■ **Complete the following**
1/ Copy word for word the part of the review of Red Seas Under Red Skies running from "As the book’s" down to "The Red Messenger.".
2/ Extend the review of Red Seas Under Red Skies onward from its final sentence.

■ **Quoted text**
------------------------------------------------------------

The novel follows the preparations for the next major heist of our pair of swindlers: they plan to rob from Requin, the biggest mobster in the city of Tal Verrar, who runs a casino with an iron fist. Some more sinister parties in the city have other plans for the two, however, making them depart on a long sea voyage and engage with pirates.

The sentence that opens the book (Locke Lamora stood on the pier in Tal Verrar with the hot wind of a burning ship at his back and the cold bite of a loaded crossbow’s bolt at his neck”) is great in encompassing the main elements of the story: it situates the protagonist in the main setting, foreshadows the piracy theme with the image of the ship on fire, and, with the crossbow, alerts of the reader of the danger Locke will be in. A few pages later, Locke’s own body is compared to parts of a vessel (“His ribs stood out beneath his pale skin like the hull timbers of an unfinished ship), making the previous image of the fire even more ominous. To make matters worse for the thief, the novel also begins with Jean’s possible betrayal, marking a terrible blow to him, and then goes back in time to explain how things ended up like that.

The book’s main focus is the relationship between Lamora and Tannen, showing their various disagreements, but also the strength of their bond. At the beginning, for example, when the protagonist is embittered by the events of the previous novel, Jean goes to great lengths to revitalize his friend and make him regain his drive. And Locke himself often exposes to Jean how vital their relationship is to him: “Gods help me, I will never be better off without you,” he confesses to his dear friend.

Their friendship is full of paradoxical elements. If, on the one hand, it keeps being exploited as a weakness by their enemies (“If either of you causes any trouble, I’m instructed to punish the other one”, someone threats them at a certain point), on the other, it manages to keep them from sinking under the seas of brutality they have to navigate through. If it provides a dose pathos due to the promise of betrayal, it also serves as comic relief with their inventive insults: “You might still be a lying, cheating, low-down, greedy, grasping, conniving, pocket-picking son of a bitch.

As the book’s title reveals, Lynch continues to work with the symbolical meaning of the color red as a sign of danger: “Red seas under red Skies” marks not one but two sources of peril, reflecting the structure of the story. If Requin is the first, the unscrupulous politician that kidnaps them represents the second obstacle they must overcome. The city-state of Tal Verrar is also connected with this symbolism, being called The Rose of the Gods, while the wasps that the two find in a certain scene have a bright red coloration that warns about their danger, and the very ship that transports them to Tal Verrar, and in which Locke and Jean eventually depart for the high seas, completes the warning, being called The Red Messenger.

Locke is still the thief with the heart of gold that he was in the previous novel. Although he’s always robbing people and planning heists, he’s also kind and has a keen sense of justice. The narrative, however, is heavy-handed when developing these elements, inserting, for example, an absurd scene that seems taken from The Purge series of movies. It goes like this: Locke discovers a place where a bunch of nobles and rich merchants play a board game, similar to chess, but with human beings as pieces. These people taken from the streets to be humiliated and tortured both physically and psychologically whenever they are sacrificed in the game: “At the Amusement War they can do exactly what they want to do to the poor folk and the simple folk. Things forbidden elsewhere. All you’re seeing is what they look like when they stop pretending they give a damn about anything.

------------------------------------------------------------

■ **Supplied data**
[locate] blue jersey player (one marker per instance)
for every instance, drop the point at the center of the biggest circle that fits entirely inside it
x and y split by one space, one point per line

------------------------------------------------------------

■ **Results for each task**
1/
As the book’s title reveals, Lynch continues to work with the symbolical meaning of the color red as a sign of danger: “Red seas under red Skies” marks not one but two sources of peril, reflecting the structure of the story. If Requin is the first, the unscrupulous politician that kidnaps them represents the second obstacle they must overcome. The city-state of Tal Verrar is also connected with this symbolism, being called The Rose of the Gods, while the wasps that the two find in a certain scene have a bright red coloration that warns about their danger, and the very ship that transports them to Tal Verrar, and in which Locke and Jean eventually depart for the high seas, completes the warning, being called The Red Messenger.

2/
And it doesn’t stop there. To make the political allegory even more pronounced, violence becomes a commodity, with auctions happening among the rich to decide who will have the right to choose the appropriate punishment for those sacrificed pieces – auctions in which children participate, stimulated by their parents dressed in shades of red and gold. There is even a character who tries to justify all this to Locke, using a twisted notion of religion and meritocracy, affirming that those people being humiliated are there by their own fault: “That’s life, under the gods, by the will of the gods. Perhaps if they’d prayed harder, or saved more, or been less thoughtless with what they had, they wouldn’t need to come crawling here for Saljesca’s charity. Seems only fair that she should require most of them to earn it.

Locke, despite being clever and intelligent, reveals in this scene an alarming naiveté, being surprised by the obvious fact that the people who come to the game do so not to “play”, but to revel in the torture: “Gods, Locke realized, barely any of them are here for the game at all. They’ve only come to see the defaults.” To make matters worse, the whole scene is eventually forgotten, despite the protagonist’s many promises of retribution. After all, for Locke to steal is not a simple activity, but a religion, with commandments like protecting other thieves and making the rich remember that they are not untouchable. For him, stealing from the powerful is a matter of divine justice. Attacking the húbris of the rich is one of the things that give him pleasure, but the whole The Purge game is forgotten, never being mentioned again.

Jean is not much different from Locke, sharing the same political goals and attitudes. He only differs from his friend by being more pragmatic, while Lamora is more emotional, which gives a touch of irony to his eventual reasons to leave Lamora.

The villains, meanwhile, have no hidden layers, being exactly what they appear to be. Requin, for instance, is marked by his brutality, as proven by his revenge story, while Stragos, the politician who abducts the pair, has his personality reflected in his private garden, which impresses his visitors with a bit of spectacle, which is being carefully produced by servants hidden in the background: he makes a show of barking instead of biting. “A clockwork garden for my clockwork river. There’s not a real plant in here. It’s wood and clay and wire and silk; paint and dye and alchemy. All of it engineered to my design; it took the artificers and their assistants six years to construct it all,” he explains to the duo.

It’s Stragos who sends Locke and Jean to the high seas to become pirates, marking the point in the narrative where things start to become too problematic. The event basically occurs too late in the story to work. Until this point, the main plotlines were the heist on Requin and their attempts to survive Stragos. And these stories were just getting to their climax when they must be suddenly put on hold because the main characters are sent elsewhere.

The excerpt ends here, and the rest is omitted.